Friday, July 1, 2005


This was distributed by the Inter Press Service. If anyone wants to reprint it, please contact the IPS Columnist Service at [email protected]


Passage of CAFTA-DR: A Case of Political Amnesia

by Anuradha Mittal*

With the passage of Central American Free Trade Agreement (CAFTA-DR ) on July 27, 2005 with a final vote of 217 to 215, held well-past the normal 15-minute voting time and closing after midnight, the most disenfranchised in the region - the working poor, immigrants, family farmers, small businesses, women and children - were once again shafted by the U.S. Congress.

The debate before the rounding up of votes was rooted in the political amnesia of the elected officials in the U.S. Congress. For example:

- Proponents of CAFTA-DR claimed that it will eradicate poverty by eliminating trade barriers between the United States and five Central American countries -- Guatemala, El Salvador, Honduras, Nicaragua and Costa Rica along with the Dominican Republic in the Caribbean. However such claims fall apart when one examines the evidence from CAFTA-DR’s predecessor, NAFTA, which resulted in hundreds of thousands of Mexicans, Americans and Canadians losing their jobs, thousands of family farms facing foreclosure and public interest laws taking a back seat to secret NAFTA court negotiations and rulings. CAFTA- DR will further eradicate livelihoods, dignity, and basic rights of the poor. Not surprisingly then, labor rights, human rights and environmental rights groups were just some of the organizations at the forefront of the resistance movement against the ratification of CAFTA-DR.

- Brandishing words like freedom" and "democracy," the proponents claimed that CAFTA-DR is good for national security while Jim Kolbe, a Republican from Arizona, was quoted as vowing to win its passage by twisting some arms until they break in a thousand pieces. And as the CAFTA-DR supporters were busy stirring up hysteria against popular Latin American leaders such as Hugo Chavez of Venezuela, they failed to acknowledge that the referendum results in Venezuela last year -- the turn out being the most impressive of any election in the Venezuelan history -- were a lesson in democracy for the whole world. Even President Carter who effusively supported CAFTA, had declared that there was no evidence of fraud in the referendum which returned Chavez to power with an overwhelming support from the Venezuelans.

— Given data —
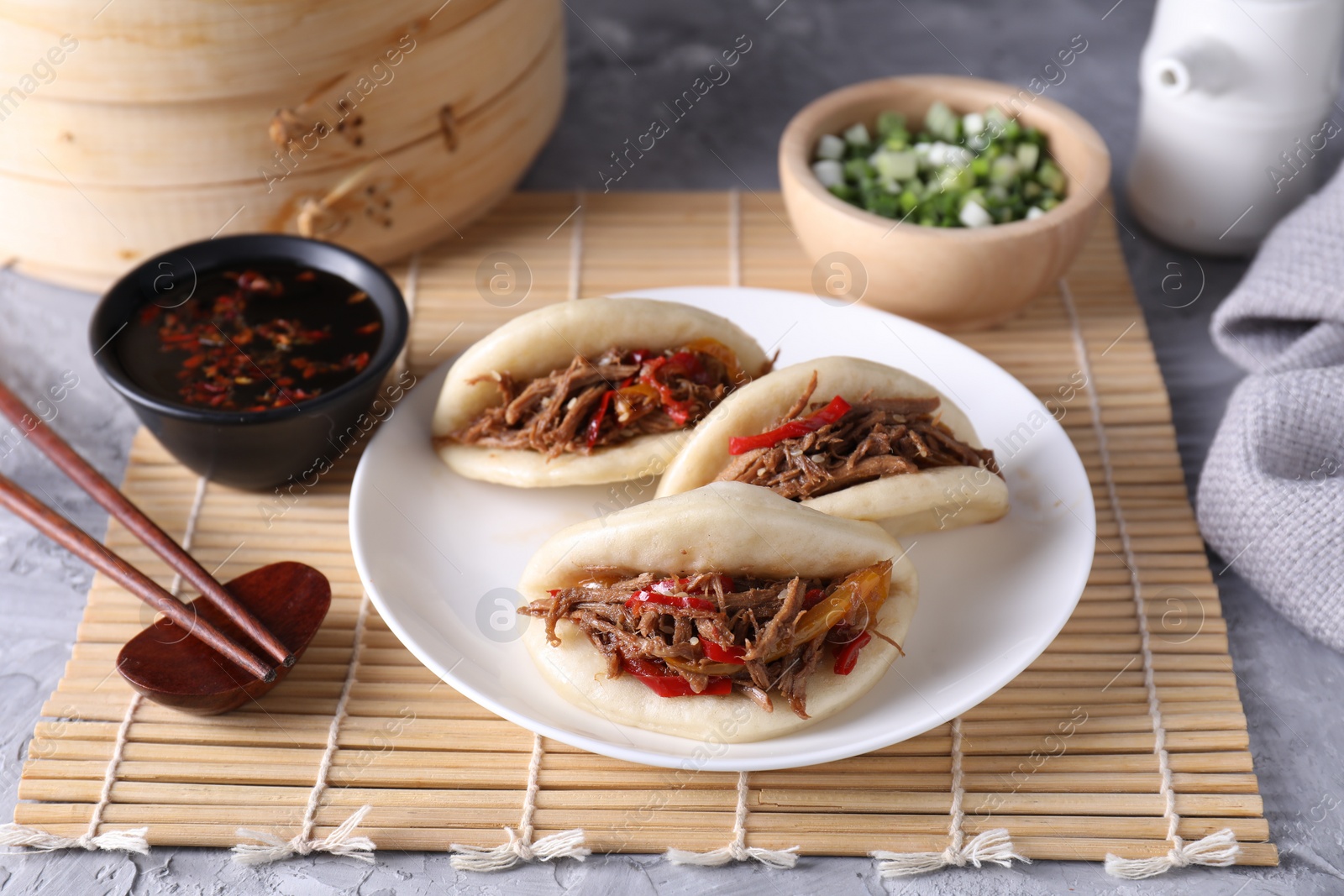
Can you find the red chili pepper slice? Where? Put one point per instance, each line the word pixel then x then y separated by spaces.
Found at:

— Written problem —
Answer these questions from the CAFTA-DR article:
(a) What was the final vote by which CAFTA-DR passed?
(b) Which agreement does the article call CAFTA-DR's predecessor?
(c) Jim Kolbe is a Republican from which state?

— Response below —
(a) 217 to 215
(b) NAFTA
(c) Arizona